**Point-per-instance localization data:**
= Beginning of Section =

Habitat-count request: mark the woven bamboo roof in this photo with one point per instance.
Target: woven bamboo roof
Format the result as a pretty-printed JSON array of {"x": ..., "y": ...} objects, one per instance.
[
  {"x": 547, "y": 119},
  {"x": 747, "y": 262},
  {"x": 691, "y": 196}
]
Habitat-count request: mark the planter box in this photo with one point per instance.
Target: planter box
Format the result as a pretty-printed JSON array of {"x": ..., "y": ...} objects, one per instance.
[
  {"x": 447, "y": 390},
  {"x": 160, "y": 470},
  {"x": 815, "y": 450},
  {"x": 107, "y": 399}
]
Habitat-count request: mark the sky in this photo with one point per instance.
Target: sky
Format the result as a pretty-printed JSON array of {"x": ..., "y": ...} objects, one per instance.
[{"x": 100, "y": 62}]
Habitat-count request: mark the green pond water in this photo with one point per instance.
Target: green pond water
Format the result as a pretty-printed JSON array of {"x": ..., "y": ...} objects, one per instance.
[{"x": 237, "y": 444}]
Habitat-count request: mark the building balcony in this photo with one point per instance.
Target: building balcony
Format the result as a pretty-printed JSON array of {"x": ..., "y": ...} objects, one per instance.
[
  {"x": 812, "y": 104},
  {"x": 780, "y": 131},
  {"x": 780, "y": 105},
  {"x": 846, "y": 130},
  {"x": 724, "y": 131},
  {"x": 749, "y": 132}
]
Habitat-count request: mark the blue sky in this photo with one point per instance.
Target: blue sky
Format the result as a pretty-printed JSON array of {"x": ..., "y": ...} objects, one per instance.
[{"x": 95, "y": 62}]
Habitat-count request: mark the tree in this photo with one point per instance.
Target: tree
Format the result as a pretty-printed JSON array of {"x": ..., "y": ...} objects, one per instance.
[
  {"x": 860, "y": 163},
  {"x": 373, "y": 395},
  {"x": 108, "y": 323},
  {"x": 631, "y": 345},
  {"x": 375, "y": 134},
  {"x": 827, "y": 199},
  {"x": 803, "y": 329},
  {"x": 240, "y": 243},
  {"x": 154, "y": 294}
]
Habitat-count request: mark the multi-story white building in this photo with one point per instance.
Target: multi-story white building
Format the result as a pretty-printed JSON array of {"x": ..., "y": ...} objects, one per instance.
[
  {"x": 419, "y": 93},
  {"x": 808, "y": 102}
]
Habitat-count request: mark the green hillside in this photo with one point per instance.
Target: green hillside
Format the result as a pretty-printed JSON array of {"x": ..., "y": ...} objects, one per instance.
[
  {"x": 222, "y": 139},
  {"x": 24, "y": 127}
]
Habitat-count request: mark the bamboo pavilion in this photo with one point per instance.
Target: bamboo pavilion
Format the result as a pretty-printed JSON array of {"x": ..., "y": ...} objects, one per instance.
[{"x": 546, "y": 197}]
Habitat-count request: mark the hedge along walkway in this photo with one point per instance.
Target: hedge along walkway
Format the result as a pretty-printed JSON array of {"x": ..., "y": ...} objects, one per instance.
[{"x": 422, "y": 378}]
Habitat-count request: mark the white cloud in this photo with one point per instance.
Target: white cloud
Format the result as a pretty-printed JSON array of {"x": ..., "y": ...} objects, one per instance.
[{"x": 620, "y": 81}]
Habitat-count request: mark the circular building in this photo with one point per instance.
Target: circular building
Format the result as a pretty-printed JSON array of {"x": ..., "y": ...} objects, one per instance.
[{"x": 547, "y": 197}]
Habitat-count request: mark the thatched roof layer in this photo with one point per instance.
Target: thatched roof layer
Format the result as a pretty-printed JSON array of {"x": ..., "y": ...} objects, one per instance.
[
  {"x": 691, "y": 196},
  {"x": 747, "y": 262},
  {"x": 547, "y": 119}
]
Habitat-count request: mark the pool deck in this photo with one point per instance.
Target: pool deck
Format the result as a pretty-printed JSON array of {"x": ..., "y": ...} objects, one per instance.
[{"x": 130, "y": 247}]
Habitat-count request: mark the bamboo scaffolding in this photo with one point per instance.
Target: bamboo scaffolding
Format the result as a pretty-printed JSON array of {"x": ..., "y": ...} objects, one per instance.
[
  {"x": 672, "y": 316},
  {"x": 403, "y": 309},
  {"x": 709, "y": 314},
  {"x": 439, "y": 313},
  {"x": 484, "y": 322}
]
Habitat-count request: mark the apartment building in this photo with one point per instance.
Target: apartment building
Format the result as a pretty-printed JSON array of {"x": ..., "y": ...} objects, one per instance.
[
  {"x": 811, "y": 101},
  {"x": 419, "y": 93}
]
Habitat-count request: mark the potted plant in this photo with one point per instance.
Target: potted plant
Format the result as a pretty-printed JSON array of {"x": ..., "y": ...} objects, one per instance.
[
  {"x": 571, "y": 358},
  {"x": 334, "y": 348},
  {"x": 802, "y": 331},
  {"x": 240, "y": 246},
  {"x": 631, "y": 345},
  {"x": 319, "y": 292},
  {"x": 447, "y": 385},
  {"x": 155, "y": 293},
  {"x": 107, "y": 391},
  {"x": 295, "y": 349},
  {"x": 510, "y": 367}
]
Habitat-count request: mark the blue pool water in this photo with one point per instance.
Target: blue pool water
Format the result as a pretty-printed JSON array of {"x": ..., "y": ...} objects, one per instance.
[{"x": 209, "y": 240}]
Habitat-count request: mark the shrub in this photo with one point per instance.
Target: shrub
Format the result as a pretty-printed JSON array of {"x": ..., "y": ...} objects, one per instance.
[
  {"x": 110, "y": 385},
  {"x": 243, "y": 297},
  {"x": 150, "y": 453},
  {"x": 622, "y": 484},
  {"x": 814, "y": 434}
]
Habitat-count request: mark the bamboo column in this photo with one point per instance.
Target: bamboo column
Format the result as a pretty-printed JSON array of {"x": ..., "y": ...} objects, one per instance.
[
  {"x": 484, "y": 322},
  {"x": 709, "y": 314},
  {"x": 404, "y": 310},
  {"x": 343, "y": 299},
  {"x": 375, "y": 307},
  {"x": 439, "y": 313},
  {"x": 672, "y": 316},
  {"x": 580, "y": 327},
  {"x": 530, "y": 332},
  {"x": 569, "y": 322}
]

= End of Section =
= Beginning of Section =

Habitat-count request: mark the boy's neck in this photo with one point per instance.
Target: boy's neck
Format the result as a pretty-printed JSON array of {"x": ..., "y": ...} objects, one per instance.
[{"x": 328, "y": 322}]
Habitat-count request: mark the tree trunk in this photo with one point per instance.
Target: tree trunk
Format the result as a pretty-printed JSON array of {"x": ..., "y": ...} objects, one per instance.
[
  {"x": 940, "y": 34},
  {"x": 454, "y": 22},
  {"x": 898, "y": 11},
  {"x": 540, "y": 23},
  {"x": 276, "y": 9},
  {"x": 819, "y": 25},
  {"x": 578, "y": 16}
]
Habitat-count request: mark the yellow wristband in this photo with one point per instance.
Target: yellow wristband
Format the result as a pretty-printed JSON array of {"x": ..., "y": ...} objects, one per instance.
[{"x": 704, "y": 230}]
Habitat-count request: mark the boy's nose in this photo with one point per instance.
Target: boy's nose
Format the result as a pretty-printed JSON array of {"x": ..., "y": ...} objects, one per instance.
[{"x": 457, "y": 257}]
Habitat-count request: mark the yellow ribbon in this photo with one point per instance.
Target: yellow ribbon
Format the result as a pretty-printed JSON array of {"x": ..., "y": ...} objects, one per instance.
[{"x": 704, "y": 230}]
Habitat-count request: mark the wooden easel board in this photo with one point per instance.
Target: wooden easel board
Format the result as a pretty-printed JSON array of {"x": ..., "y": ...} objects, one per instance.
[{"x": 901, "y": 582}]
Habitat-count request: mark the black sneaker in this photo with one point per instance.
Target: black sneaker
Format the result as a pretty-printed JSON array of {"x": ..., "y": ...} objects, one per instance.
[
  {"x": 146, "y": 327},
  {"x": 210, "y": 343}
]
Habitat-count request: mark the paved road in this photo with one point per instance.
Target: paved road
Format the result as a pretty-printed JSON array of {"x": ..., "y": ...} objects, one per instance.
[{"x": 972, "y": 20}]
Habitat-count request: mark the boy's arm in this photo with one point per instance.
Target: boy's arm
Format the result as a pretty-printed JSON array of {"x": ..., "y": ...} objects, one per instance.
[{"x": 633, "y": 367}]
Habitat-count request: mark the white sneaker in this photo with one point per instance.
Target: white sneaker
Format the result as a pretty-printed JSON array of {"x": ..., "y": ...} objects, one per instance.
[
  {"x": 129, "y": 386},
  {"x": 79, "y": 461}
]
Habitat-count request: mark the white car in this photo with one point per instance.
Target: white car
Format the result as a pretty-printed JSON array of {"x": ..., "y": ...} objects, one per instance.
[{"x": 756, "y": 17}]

= End of Section =

When the word "shrub" shows up in a line of the entries, pull that line out.

Habitat-count request: mark the shrub in this photo with one point per instance.
Target: shrub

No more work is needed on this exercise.